### Records to use
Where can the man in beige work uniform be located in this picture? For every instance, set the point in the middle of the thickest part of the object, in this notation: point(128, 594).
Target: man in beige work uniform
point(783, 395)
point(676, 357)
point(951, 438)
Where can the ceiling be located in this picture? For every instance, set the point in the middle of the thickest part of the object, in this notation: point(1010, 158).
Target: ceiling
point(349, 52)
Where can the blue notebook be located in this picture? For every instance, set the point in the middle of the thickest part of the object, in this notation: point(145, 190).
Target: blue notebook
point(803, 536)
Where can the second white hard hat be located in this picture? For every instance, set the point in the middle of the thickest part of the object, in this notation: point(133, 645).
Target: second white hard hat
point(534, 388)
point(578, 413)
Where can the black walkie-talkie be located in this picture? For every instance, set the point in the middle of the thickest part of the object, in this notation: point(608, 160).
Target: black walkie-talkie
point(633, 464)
######
** Task **
Copy the data above line for line, keeping every character unchanged.

** Response for this exercise **
Where can the man in beige work uniform be located in this picture? For every instance, set the point in the middle of the thickest part of the object, in this notation: point(128, 594).
Target: man in beige work uniform
point(783, 395)
point(676, 357)
point(951, 438)
Where can the ceiling be located in this picture? For every instance, set the point in the middle of the thickest part of the object, in this notation: point(1010, 158).
Target: ceiling
point(349, 52)
Where can the blue notebook be located in this picture? For every instance, set the point in the middle of the thickest part of the object, in this notation: point(145, 190).
Target: blue notebook
point(803, 536)
Where can the second white hard hat be located in this picture? For every instance, set the point in the middle of the thickest part of the object, in this notation: point(133, 645).
Target: second white hard hat
point(534, 388)
point(578, 413)
Where can the black walkie-talkie be located in this picture? For every instance, set the point in the middle of the thickest part of the object, in this notation: point(608, 160).
Target: black walkie-talkie
point(633, 464)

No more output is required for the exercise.